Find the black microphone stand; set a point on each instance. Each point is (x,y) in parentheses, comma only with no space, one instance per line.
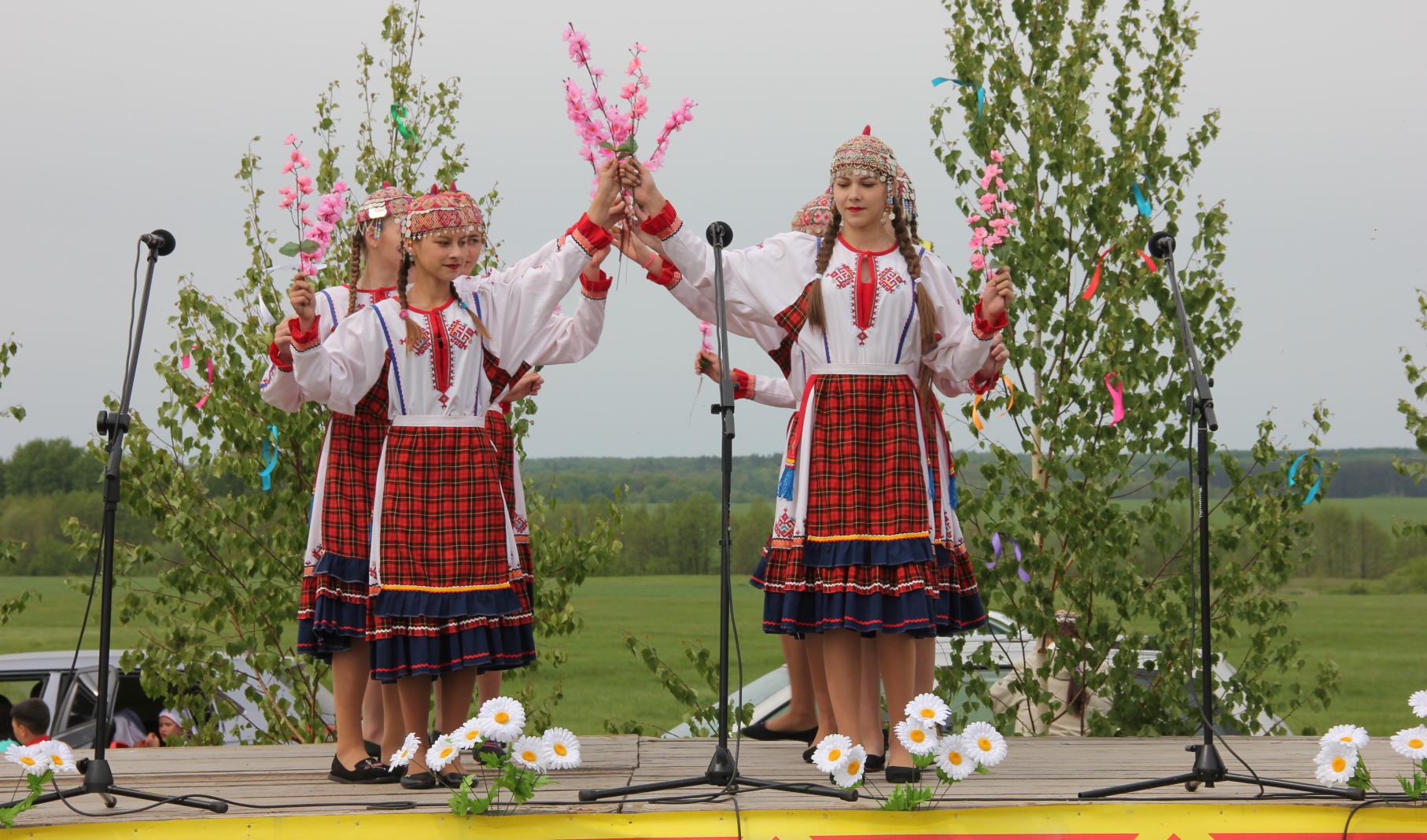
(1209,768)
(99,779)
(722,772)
• • • •
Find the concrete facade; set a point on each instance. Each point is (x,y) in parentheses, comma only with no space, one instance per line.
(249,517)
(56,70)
• • • •
*What the exercise asks*: Find every line in the records that contains the word "Each", and copy those lines.

*Exercise solution*:
Find the black microphone stand; set a point on each instance. Each point is (x,y) in parentheses, comma only with no space, one instance per line.
Find the concrete facade; set a point on each instance. Each point is (x,y) in parentheses, comma only with no space, one instance per line.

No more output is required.